## [Yapılacak Görevler]
1. Modern futbol üzerine metne göre Zidane çalımı başka hangi adla anılmaktadır?
2. Modern futbol üzerine metni iki cümleyle özetleyiniz.

#### Metin Bölümü

MODERN FUTBOLUN KAYBETTİRDİKLERİ
MODERN FUTBOLUN
KAYBETTİRDİKLERİ
İlhan Mansız çalımı, Marseille Roulette yani Zidane çalımı, Cruyff dönüşü ve daha
niceleri. Hepsi geçmişi hatırlatan nostaljik hareketler artık. Son yıllarda yeni
çalımların üretilmesi bir yana bu çalımlar bile neredeyse sahalarda kendini
göstermiyor. Peki neden yoklar? Niye bizi terk ettiler? Ya da biz mi onları
terk ettik? Futbol teknoloji ile birlikte gelişiyor, futbol için daha iyi
imkanlar sunuluyor, futbola akan paranın katkısı müthiş(!). Gerçekten öyle mi? Modernliğin
futbola yerleşmesi, endüstriyelleşme, profesyonelleşme ismine ne derseniz deyin
hepsi aynı kapıya çıkıyor, hepsi aynı şeye sebebiyet veriyor: Futbolun ruhunun,
onu özel kılan şeyin yavaş yavaş ölmesine… Peki onu özel kılan şey nedir?

########
#### Veri Seti İçeriği

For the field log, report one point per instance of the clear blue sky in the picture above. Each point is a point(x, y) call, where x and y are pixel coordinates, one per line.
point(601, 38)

########

## [Görevlere Göre Çıktılar]
1. Marseille Roulette

2. İlhan Mansız çalımı, Zidane çalımı ve Cruyff dönüşü gibi hareketler artık geçmişi hatırlatan nostaljik hareketlerdir ve sahalarda neredeyse görülmemektedir. Modernliğin futbola yerleşmesi, endüstriyelleşme ve profesyonelleşme, futbolun ruhunun, onu özel kılan şeyin yavaş yavaş ölmesine yol açmaktadır.